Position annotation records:
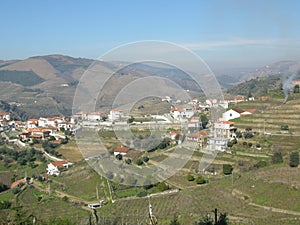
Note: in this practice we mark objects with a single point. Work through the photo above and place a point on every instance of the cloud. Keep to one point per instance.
(231, 43)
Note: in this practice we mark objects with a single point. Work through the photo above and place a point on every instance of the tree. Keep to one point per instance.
(200, 180)
(130, 120)
(248, 135)
(139, 162)
(204, 120)
(294, 159)
(119, 157)
(190, 177)
(145, 158)
(297, 88)
(238, 134)
(229, 144)
(3, 187)
(277, 157)
(174, 221)
(206, 220)
(128, 161)
(227, 169)
(162, 186)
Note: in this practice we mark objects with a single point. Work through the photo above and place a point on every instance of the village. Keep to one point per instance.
(204, 134)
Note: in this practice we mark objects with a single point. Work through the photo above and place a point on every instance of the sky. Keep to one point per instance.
(225, 34)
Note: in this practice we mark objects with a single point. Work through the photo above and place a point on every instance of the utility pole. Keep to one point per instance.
(97, 193)
(216, 215)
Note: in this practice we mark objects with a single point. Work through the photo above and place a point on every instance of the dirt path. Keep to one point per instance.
(240, 194)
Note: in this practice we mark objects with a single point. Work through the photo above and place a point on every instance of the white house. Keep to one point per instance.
(94, 116)
(53, 168)
(66, 125)
(182, 112)
(232, 114)
(32, 123)
(194, 124)
(224, 129)
(217, 143)
(121, 151)
(4, 116)
(115, 114)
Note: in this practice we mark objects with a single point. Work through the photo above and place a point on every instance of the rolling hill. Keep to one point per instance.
(45, 85)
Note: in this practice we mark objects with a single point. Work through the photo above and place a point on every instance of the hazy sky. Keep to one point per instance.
(224, 33)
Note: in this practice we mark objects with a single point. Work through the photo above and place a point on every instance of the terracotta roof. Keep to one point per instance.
(133, 154)
(35, 136)
(116, 110)
(238, 110)
(59, 163)
(251, 111)
(38, 129)
(175, 132)
(225, 122)
(15, 184)
(198, 134)
(121, 149)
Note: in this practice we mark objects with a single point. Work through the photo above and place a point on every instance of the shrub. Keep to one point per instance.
(119, 157)
(139, 162)
(261, 164)
(5, 204)
(294, 159)
(277, 157)
(227, 169)
(142, 194)
(128, 161)
(145, 158)
(190, 177)
(200, 180)
(162, 186)
(15, 190)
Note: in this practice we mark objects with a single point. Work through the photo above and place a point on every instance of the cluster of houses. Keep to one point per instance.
(42, 128)
(222, 130)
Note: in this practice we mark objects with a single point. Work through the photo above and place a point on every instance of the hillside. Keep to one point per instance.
(45, 85)
(282, 67)
(257, 86)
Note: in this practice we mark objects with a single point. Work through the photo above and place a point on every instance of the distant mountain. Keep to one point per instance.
(257, 86)
(45, 85)
(283, 68)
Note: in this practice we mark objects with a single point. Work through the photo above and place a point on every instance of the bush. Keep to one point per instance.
(200, 180)
(284, 127)
(261, 164)
(119, 157)
(248, 135)
(190, 177)
(162, 186)
(128, 161)
(238, 134)
(294, 159)
(229, 144)
(277, 157)
(5, 204)
(142, 194)
(145, 158)
(227, 169)
(15, 190)
(139, 162)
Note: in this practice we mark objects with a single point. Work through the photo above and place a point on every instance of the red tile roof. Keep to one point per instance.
(15, 184)
(238, 110)
(121, 149)
(198, 134)
(59, 163)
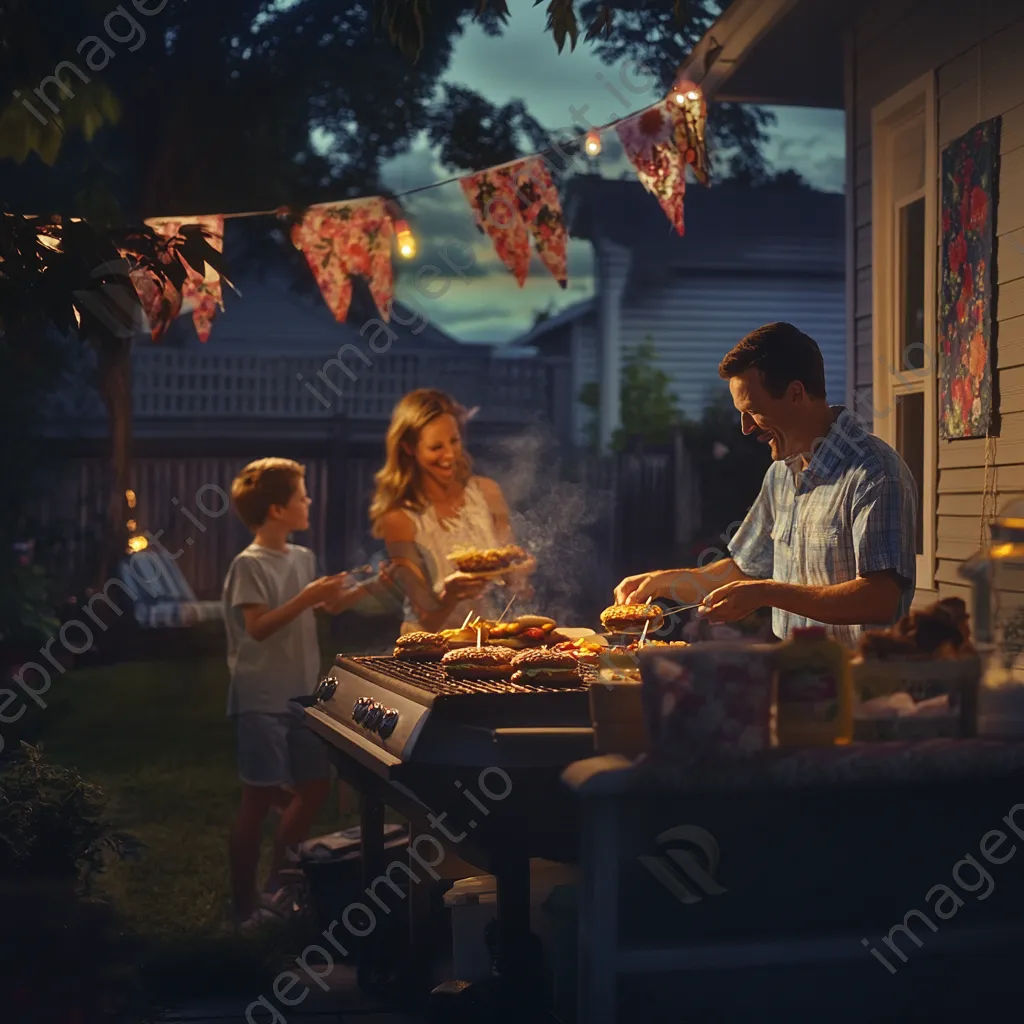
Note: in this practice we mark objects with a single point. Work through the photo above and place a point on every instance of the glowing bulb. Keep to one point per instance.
(404, 239)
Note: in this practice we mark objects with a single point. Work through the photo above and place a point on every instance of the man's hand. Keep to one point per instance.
(735, 600)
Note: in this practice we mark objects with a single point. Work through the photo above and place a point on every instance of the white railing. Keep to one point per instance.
(175, 384)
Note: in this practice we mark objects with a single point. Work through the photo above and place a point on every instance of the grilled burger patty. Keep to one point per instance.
(420, 646)
(478, 663)
(546, 666)
(630, 616)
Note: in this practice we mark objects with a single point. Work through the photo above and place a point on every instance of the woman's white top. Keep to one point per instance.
(472, 526)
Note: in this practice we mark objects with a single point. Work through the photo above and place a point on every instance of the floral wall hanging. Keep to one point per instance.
(967, 321)
(345, 240)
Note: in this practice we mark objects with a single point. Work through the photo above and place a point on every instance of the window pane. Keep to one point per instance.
(911, 298)
(910, 444)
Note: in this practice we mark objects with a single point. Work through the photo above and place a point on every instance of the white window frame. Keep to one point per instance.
(915, 101)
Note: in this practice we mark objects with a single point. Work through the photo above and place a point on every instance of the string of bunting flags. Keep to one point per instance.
(511, 204)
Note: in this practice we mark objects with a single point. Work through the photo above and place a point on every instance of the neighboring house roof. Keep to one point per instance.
(565, 316)
(744, 55)
(624, 212)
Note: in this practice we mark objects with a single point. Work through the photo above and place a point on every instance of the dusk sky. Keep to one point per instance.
(523, 64)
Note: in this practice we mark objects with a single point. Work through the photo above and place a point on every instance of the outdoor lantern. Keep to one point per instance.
(996, 577)
(404, 240)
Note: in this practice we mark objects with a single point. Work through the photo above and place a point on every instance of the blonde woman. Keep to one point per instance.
(428, 504)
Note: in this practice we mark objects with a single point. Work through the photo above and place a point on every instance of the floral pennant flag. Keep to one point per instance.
(511, 204)
(345, 240)
(648, 140)
(161, 301)
(689, 114)
(497, 213)
(542, 211)
(202, 292)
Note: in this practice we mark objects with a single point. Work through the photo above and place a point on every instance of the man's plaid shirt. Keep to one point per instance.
(852, 511)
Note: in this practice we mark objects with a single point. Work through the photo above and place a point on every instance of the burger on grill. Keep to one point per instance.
(524, 632)
(546, 667)
(478, 663)
(631, 617)
(420, 646)
(584, 650)
(465, 637)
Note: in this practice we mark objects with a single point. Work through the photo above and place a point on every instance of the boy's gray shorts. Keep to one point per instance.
(279, 750)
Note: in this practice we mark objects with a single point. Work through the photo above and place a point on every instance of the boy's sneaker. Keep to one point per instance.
(282, 904)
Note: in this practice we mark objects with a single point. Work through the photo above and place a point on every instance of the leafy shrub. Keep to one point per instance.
(51, 823)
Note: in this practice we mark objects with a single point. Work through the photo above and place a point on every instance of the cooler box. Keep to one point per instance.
(473, 903)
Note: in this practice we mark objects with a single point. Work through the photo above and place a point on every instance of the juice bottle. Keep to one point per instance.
(813, 690)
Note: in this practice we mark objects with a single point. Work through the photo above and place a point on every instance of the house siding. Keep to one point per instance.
(975, 51)
(693, 321)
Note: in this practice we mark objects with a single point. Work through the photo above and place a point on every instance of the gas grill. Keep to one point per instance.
(387, 713)
(408, 736)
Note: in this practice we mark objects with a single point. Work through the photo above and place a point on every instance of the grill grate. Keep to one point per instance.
(431, 677)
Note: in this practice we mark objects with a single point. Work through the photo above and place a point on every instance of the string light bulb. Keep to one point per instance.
(685, 92)
(404, 240)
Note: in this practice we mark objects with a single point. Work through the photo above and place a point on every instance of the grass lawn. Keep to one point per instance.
(155, 735)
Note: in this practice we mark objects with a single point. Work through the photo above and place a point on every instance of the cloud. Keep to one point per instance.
(523, 62)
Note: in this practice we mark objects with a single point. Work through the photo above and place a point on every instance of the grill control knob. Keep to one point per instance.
(360, 708)
(326, 688)
(388, 723)
(374, 716)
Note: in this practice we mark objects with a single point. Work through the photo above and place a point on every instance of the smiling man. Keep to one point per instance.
(830, 539)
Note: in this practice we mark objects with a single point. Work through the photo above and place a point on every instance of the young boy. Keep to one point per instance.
(269, 595)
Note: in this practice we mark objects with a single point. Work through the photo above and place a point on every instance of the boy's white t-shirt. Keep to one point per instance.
(266, 674)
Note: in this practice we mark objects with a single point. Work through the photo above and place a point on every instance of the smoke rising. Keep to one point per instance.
(565, 524)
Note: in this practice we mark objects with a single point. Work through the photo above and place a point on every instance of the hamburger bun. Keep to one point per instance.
(546, 667)
(631, 617)
(464, 637)
(478, 663)
(502, 631)
(534, 622)
(420, 646)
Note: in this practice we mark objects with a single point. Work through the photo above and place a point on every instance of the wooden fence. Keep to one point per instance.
(591, 519)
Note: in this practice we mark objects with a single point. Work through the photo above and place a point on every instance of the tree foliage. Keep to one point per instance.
(648, 408)
(657, 34)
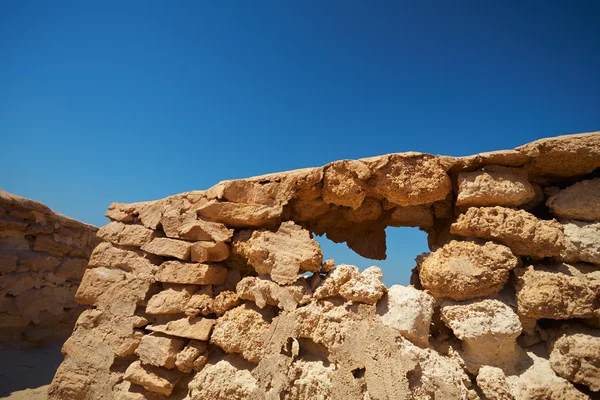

» **EXERCISE INSTRUCTIONS**
Please gather every line of the records above that contains the string "shrub", and copy each of those lines in full.

» **WORKED SOLUTION**
Note: in this practice we mark objects with a single point. Work through the photo above and place a point on every instance of the shrub. Keep to one point per instance.
Note: in this practice we mark objects with a single point. Work through the photo above and place a point on every instance of the leafy shrub. Keep to one point per instance.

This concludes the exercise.